Objective:
Reproduce verbatim the rows from the line containing "Expected: one point per instance of the hanging ivy" through the final row, including both of those lines.

Records supplied:
╔══

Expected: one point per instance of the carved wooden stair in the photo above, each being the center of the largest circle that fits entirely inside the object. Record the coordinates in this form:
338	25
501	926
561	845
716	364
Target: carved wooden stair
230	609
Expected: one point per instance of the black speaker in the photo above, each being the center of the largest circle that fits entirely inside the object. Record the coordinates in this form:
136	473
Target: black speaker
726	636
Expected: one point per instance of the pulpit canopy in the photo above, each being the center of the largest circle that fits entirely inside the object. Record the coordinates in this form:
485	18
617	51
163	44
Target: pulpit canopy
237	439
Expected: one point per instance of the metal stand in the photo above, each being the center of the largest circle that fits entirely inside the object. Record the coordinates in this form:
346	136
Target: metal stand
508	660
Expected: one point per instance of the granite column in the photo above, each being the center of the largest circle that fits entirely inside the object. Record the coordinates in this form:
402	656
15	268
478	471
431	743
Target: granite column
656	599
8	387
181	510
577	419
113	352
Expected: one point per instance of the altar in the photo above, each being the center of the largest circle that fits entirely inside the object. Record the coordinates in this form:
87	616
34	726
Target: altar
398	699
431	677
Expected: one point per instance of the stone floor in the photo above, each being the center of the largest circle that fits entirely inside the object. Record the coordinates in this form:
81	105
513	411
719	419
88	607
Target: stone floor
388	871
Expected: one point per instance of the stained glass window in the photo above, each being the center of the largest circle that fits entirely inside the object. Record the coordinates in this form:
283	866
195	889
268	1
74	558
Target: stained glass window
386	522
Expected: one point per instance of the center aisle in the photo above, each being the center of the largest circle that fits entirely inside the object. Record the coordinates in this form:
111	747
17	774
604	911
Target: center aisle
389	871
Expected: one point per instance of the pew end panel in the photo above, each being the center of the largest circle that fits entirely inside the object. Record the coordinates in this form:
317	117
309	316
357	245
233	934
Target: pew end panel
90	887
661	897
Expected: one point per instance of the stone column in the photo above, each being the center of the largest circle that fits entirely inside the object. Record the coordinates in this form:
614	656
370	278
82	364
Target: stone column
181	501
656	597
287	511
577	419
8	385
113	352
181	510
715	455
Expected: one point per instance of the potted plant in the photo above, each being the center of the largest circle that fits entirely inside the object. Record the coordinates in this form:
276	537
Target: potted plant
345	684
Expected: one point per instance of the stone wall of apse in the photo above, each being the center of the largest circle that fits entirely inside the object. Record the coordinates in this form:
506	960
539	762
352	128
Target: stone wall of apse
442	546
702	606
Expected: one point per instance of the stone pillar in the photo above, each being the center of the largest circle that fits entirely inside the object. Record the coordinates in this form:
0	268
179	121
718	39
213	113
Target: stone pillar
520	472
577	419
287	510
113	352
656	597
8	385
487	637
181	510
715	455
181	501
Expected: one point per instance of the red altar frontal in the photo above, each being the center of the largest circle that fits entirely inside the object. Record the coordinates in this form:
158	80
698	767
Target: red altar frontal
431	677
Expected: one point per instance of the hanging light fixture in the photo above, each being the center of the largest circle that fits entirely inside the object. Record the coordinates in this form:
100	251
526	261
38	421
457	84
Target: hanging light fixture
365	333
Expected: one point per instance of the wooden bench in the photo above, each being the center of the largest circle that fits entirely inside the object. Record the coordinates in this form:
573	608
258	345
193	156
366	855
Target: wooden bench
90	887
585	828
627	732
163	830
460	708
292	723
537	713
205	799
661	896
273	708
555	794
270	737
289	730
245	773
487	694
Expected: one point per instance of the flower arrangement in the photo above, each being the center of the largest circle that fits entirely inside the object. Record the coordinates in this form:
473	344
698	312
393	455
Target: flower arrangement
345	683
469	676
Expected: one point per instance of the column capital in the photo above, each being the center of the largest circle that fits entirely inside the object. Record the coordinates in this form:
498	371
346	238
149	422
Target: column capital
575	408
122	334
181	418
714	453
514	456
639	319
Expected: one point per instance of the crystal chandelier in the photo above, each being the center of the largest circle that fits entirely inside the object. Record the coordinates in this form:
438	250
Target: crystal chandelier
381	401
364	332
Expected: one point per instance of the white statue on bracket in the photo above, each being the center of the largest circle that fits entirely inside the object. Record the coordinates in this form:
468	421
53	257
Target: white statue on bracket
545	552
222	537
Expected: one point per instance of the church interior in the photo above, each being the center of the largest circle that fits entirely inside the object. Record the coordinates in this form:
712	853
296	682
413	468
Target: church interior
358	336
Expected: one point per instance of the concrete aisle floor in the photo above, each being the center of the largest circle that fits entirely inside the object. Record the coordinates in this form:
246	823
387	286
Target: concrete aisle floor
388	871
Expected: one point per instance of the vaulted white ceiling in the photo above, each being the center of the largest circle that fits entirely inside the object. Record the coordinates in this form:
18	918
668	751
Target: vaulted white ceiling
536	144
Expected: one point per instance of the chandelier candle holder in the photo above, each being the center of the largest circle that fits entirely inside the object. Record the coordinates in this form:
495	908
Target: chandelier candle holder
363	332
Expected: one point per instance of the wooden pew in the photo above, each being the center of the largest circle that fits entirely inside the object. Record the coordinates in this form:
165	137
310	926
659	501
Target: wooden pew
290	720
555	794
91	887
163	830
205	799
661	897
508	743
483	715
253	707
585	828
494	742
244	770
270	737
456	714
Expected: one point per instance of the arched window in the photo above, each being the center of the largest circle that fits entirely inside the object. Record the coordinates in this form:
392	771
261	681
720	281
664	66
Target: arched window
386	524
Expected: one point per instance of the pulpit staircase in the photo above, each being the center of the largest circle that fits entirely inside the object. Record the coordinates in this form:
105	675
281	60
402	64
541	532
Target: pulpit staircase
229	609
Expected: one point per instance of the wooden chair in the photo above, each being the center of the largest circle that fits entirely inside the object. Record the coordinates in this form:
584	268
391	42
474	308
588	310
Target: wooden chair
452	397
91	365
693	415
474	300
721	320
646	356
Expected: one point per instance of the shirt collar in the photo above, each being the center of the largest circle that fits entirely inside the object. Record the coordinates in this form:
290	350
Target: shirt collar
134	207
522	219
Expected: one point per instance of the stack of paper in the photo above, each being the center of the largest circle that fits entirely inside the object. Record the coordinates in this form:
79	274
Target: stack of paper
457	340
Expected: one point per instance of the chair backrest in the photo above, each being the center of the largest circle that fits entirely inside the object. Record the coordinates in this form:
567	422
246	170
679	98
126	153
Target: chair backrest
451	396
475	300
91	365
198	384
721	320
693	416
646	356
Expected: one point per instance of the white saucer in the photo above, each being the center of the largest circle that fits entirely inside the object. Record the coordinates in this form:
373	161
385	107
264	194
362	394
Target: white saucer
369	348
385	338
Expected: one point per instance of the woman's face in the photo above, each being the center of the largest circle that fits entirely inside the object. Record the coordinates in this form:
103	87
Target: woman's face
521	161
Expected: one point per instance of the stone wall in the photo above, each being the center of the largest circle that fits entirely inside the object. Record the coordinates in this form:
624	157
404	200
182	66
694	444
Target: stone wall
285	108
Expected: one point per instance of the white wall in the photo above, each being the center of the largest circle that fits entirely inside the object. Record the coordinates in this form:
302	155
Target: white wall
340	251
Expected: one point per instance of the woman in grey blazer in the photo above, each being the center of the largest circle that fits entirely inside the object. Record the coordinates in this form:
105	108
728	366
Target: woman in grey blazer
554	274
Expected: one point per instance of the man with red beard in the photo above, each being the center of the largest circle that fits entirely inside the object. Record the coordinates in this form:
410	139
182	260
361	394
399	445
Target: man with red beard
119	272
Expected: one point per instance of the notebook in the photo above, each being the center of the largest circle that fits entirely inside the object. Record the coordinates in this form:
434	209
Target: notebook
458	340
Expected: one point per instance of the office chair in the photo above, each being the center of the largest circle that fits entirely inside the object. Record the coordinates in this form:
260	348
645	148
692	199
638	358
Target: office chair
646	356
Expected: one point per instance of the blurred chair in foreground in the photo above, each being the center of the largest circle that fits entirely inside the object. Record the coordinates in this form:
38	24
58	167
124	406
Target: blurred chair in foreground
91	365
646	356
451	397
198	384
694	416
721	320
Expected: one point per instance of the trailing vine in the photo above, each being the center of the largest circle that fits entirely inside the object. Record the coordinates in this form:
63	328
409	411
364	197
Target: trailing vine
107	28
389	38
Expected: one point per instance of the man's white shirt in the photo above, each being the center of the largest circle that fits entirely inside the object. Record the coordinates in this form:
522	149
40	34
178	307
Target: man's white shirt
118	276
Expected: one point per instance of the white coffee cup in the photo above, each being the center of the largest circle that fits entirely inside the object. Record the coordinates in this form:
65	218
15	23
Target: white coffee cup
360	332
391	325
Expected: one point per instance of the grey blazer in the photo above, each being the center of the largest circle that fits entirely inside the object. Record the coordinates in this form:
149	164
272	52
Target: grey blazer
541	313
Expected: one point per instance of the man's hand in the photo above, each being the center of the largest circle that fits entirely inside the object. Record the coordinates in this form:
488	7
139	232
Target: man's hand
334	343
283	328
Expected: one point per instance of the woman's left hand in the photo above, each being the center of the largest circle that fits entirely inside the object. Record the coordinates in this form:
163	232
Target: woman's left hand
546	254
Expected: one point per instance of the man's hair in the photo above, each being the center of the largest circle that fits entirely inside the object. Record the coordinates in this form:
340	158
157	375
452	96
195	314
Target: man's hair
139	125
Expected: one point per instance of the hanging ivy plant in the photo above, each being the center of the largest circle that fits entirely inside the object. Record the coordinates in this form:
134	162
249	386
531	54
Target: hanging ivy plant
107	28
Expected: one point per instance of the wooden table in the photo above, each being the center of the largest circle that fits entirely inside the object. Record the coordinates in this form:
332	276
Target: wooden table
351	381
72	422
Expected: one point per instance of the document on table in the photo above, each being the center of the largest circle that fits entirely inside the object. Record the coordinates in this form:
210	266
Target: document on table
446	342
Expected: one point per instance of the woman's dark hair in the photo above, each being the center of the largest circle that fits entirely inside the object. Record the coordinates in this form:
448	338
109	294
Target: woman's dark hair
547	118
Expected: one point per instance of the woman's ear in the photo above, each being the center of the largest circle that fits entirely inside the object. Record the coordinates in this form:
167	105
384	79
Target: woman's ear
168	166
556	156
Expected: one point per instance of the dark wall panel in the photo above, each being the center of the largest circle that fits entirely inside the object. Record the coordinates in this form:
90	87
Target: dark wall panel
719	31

╚══

Written response:
Expected: one point per instance of the hanging ivy plant in the photo above, each being the center of the largest circle that fits entirely inside the object. Record the coordinates in this form:
134	162
249	386
531	54
Target: hanging ivy plant
107	28
Expected: one point per instance of the wooden table in the photo above, each being the center of the largest circle that fits entirely inside the object. Record the coordinates in this form:
332	276
Target: wooden table
351	381
72	422
Expected: one point per instance of the document on table in the photo above, each being the center of the largest circle that fits entirely inside the object. Record the coordinates in this form:
210	266
Target: document on table
446	342
Expected: one point per instance of the woman's dark hair in the photo above, each being the center of the largest circle that fits entirely inside the object. Record the coordinates in this form:
448	338
109	294
Target: woman's dark hair
547	118
Expected: one point per instance of the woman's ear in the photo above, each being the center of the largest circle that fits entirely inside the object. Record the coordinates in this form:
167	105
384	79
Target: woman's ear
168	166
556	156
Expected: one point per instance of the dark wall panel in the photo above, each being the center of the largest circle that fits entirely inside the object. Record the coordinates in this form:
90	87
Target: dark wall panel
719	31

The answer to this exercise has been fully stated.